Task set »
[a] In the article on physical gold, how did gold's performance in 2020 compare with that of stock markets?
[b] Write out the passage of the article on physical gold between "There are numerous" and "precious metals investing.", inclusive.

Investing

3 Reasons Physical Gold Beats the Alternatives

With stock markets seeing unheard of levels of volatility in 2020, many investors looked to alternative investments to protect their wealth. And while markets have recovered towards the end of the year, growing economic weakness and uncertainty about the future of the economy have many investors on edge.

Against that backdrop, gold has once again pushed to the fore as a primary safe haven for those looking to protect their savings and investments. Its performance in 2020 far surpassed that of stock markets, and there’s every chance it may repeat or even better that performance in 2021. But for many investors new to precious metals, they may have questions about how to invest in gold.

There are numerous options out there when it comes to investing in gold, each with advantages or disadvantages depending on your stage in life, investment goals, etc. But for a great number of investors the advantages of an investment in physical gold make it the ideal choice when it comes to precious metals investing.

Records »
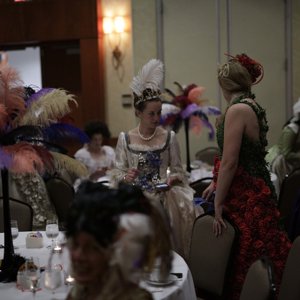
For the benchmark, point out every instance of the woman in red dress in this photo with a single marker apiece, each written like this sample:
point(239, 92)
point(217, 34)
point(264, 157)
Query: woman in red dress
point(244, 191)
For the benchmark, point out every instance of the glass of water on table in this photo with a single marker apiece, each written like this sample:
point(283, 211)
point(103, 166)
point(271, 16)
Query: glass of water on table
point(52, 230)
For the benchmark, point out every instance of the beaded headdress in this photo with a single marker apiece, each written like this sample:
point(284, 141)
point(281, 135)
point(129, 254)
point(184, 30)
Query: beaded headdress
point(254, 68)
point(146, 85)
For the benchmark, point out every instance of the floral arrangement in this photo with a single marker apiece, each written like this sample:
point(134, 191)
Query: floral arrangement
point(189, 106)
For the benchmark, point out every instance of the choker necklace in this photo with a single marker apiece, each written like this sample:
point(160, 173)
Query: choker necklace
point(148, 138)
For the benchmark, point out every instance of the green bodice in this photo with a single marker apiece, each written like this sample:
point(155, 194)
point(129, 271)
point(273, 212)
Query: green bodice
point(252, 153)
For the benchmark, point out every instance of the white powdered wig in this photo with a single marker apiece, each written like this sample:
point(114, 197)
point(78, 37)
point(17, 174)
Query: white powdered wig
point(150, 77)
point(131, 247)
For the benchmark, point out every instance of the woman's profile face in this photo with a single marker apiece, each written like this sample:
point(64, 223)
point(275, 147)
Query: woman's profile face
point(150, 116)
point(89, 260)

Expected responses »
[a] It far surpassed that of stock markets.

[b]
There are numerous options out there when it comes to investing in gold, each with advantages or disadvantages depending on your stage in life, investment goals, etc. But for a great number of investors the advantages of an investment in physical gold make it the ideal choice when it comes to precious metals investing.